***** Dataset

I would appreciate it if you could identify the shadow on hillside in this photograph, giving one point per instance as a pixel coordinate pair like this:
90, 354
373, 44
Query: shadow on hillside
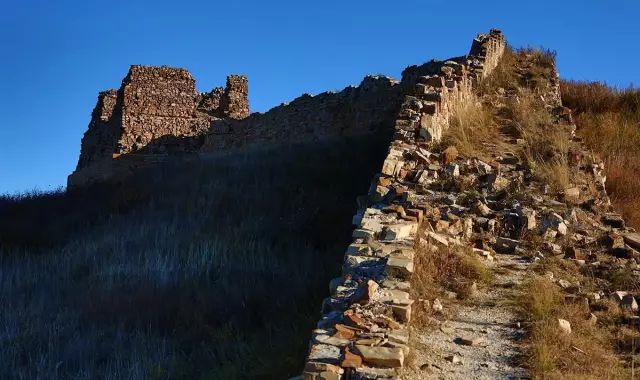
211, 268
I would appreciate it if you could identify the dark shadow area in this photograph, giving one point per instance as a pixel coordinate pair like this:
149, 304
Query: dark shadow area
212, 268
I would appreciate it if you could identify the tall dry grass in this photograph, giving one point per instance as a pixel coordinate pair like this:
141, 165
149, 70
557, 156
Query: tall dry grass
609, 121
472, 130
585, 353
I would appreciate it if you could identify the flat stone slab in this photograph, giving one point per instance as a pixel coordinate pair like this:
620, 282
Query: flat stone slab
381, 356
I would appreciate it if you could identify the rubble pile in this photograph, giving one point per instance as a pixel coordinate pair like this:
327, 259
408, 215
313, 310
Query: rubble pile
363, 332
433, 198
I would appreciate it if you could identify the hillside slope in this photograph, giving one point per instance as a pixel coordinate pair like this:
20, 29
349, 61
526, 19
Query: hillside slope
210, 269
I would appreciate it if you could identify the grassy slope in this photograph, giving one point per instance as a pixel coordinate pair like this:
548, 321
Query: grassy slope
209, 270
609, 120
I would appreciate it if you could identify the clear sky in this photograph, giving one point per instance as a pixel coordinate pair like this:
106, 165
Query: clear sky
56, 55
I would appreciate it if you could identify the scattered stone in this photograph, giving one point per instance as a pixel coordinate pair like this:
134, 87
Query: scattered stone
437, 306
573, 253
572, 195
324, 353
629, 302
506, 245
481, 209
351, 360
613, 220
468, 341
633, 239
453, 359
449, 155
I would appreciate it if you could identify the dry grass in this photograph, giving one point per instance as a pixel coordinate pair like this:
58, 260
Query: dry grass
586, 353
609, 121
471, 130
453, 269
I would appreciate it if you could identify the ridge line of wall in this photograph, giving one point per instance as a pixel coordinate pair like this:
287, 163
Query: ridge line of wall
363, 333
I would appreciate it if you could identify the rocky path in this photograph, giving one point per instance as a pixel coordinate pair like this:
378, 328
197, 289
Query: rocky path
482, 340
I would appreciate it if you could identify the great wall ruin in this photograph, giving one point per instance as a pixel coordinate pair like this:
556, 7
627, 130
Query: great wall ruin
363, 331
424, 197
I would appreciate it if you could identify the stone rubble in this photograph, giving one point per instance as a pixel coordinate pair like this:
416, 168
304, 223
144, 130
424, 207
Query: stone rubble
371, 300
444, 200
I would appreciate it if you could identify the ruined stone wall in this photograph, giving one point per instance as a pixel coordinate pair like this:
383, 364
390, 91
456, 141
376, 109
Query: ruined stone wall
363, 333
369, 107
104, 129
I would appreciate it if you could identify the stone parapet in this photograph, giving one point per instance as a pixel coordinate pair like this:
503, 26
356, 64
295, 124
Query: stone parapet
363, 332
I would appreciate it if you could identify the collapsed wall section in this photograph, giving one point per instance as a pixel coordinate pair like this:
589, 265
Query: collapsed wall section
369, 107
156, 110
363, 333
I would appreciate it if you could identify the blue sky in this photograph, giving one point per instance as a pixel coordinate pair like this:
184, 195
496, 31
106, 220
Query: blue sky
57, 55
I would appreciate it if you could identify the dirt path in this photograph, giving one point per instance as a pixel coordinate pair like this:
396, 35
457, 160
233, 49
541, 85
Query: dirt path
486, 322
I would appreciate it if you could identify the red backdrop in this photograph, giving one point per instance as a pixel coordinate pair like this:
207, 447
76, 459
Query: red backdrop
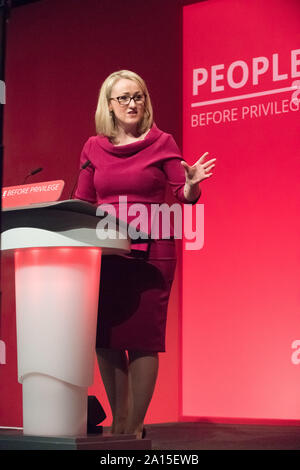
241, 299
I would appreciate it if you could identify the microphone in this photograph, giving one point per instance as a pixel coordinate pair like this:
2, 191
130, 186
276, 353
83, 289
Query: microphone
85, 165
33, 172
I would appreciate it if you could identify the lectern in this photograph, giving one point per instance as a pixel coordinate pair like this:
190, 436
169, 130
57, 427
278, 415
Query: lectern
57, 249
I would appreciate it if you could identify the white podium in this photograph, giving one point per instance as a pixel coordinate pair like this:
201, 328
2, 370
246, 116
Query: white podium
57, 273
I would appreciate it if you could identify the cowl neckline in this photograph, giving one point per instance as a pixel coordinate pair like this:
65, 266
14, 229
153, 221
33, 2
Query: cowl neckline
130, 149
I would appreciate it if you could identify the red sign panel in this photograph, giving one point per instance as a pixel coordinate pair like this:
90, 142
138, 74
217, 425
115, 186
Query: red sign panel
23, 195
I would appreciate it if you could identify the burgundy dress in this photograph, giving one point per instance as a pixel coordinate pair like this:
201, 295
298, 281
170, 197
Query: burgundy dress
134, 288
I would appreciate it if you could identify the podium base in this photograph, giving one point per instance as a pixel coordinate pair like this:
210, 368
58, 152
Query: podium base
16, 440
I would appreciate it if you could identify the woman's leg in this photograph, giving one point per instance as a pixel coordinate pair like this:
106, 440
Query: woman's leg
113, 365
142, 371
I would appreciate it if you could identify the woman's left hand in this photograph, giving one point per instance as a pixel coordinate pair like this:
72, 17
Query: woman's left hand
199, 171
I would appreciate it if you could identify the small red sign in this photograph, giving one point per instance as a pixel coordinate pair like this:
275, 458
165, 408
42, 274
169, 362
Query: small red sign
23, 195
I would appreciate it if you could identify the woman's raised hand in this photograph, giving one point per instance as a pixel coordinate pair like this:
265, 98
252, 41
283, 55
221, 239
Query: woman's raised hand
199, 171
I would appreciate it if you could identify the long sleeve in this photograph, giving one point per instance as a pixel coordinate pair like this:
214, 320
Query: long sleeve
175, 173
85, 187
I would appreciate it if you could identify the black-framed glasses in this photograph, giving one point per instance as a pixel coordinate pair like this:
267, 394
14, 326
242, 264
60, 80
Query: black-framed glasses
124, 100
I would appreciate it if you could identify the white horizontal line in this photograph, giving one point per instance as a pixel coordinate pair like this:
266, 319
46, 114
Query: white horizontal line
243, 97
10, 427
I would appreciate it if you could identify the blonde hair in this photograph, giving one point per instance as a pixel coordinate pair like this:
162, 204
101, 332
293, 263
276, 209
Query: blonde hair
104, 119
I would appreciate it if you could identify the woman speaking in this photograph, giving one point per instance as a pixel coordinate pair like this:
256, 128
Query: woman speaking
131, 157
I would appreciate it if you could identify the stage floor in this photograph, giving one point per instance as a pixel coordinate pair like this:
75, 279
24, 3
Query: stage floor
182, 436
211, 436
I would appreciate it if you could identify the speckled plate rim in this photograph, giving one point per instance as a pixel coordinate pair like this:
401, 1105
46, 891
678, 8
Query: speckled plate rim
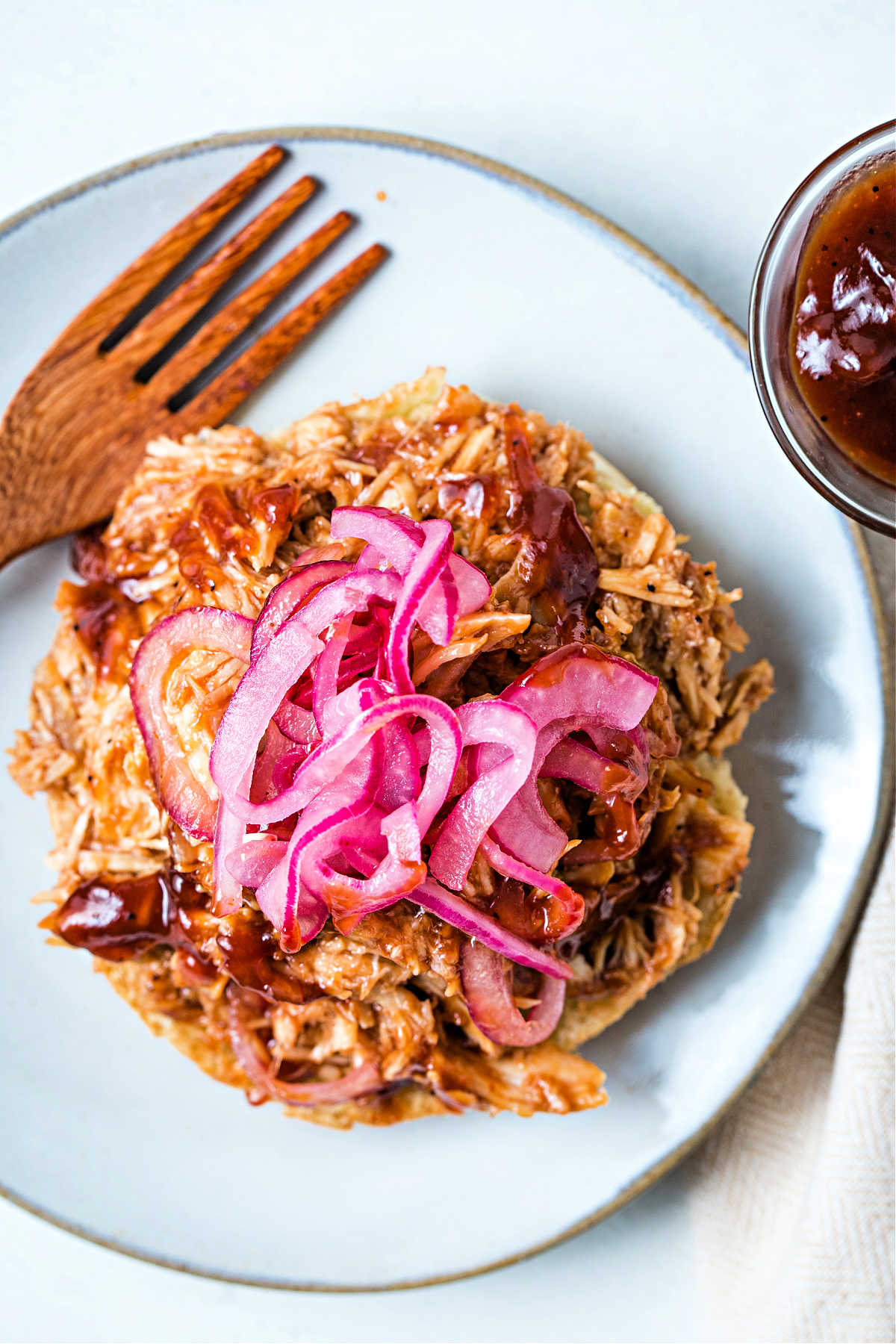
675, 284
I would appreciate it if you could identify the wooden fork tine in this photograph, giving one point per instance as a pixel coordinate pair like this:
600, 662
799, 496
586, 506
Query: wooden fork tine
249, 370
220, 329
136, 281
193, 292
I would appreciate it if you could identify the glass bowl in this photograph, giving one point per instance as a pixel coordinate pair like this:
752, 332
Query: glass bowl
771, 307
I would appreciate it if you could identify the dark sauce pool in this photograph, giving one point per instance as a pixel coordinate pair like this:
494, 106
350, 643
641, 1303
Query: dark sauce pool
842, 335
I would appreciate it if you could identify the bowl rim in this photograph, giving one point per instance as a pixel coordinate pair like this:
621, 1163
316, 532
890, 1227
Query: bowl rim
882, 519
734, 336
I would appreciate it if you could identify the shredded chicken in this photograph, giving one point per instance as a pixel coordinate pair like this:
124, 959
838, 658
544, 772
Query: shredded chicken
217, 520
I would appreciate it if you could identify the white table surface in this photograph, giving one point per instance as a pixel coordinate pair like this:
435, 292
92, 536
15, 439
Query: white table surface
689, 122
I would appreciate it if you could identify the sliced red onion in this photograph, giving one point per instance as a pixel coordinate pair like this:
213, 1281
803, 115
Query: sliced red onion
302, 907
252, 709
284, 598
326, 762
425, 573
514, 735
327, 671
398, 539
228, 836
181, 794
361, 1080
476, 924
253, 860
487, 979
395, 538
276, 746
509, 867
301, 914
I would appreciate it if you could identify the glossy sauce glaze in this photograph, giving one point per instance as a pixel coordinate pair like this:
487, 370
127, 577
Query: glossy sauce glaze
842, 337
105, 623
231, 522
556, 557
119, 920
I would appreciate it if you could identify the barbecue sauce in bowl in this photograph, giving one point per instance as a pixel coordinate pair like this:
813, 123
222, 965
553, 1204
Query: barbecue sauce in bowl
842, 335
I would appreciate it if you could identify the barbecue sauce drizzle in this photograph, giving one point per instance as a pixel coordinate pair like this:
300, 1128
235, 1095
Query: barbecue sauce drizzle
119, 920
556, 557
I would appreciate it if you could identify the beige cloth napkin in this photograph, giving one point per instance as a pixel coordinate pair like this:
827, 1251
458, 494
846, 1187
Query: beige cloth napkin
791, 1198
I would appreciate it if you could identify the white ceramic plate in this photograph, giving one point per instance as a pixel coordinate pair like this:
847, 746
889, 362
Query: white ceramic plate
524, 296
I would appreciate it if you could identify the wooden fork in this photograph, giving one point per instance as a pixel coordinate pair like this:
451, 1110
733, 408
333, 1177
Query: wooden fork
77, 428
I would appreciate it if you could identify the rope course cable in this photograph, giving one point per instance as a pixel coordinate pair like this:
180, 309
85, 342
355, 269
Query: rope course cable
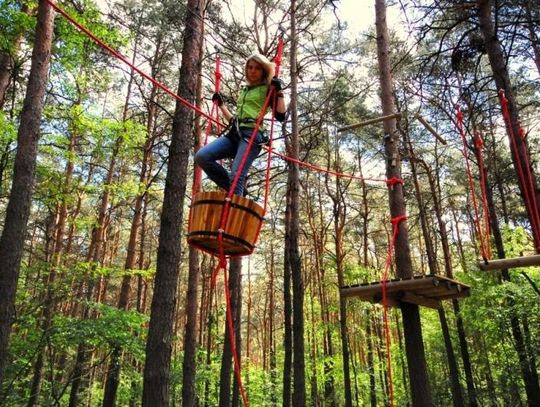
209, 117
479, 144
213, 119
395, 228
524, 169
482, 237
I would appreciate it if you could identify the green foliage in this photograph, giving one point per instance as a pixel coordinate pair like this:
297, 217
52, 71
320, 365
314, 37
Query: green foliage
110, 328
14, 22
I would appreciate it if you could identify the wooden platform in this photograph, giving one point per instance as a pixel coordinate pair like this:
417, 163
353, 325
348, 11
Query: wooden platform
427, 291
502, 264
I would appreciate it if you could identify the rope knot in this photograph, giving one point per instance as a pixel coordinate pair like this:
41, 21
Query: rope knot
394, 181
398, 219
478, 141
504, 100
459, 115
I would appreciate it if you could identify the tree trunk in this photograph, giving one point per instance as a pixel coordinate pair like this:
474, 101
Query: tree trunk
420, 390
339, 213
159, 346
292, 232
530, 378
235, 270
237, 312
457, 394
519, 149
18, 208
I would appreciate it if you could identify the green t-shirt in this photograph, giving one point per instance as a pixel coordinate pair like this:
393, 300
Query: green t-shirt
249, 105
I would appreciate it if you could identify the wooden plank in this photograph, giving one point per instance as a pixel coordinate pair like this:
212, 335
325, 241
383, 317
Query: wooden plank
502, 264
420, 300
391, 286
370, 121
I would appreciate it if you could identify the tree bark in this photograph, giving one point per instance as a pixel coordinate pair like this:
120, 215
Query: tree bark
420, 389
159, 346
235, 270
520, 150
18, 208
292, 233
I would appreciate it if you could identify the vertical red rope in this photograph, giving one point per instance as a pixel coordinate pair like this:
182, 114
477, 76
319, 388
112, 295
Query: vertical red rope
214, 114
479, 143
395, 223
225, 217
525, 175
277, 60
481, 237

**********

Work task: Your answer must be the exact lines from the records above, from the one containing "I would appreciate it if you could identify the rope course" through the one containing "I would appreciate it if you could identify the green foliage", both included, with every picture left out.

The completed task:
I would appreciate it if you could identify the rope course cable in this photograph, giving one point per instance as a pixel coordinate pair like this:
180, 309
85, 342
355, 269
Query: rope course cable
209, 117
479, 144
213, 119
395, 228
524, 169
482, 237
I would appreciate it if you could identify the green foliage in this photograph, giving one point per instance as a pixel coordinate pair like this:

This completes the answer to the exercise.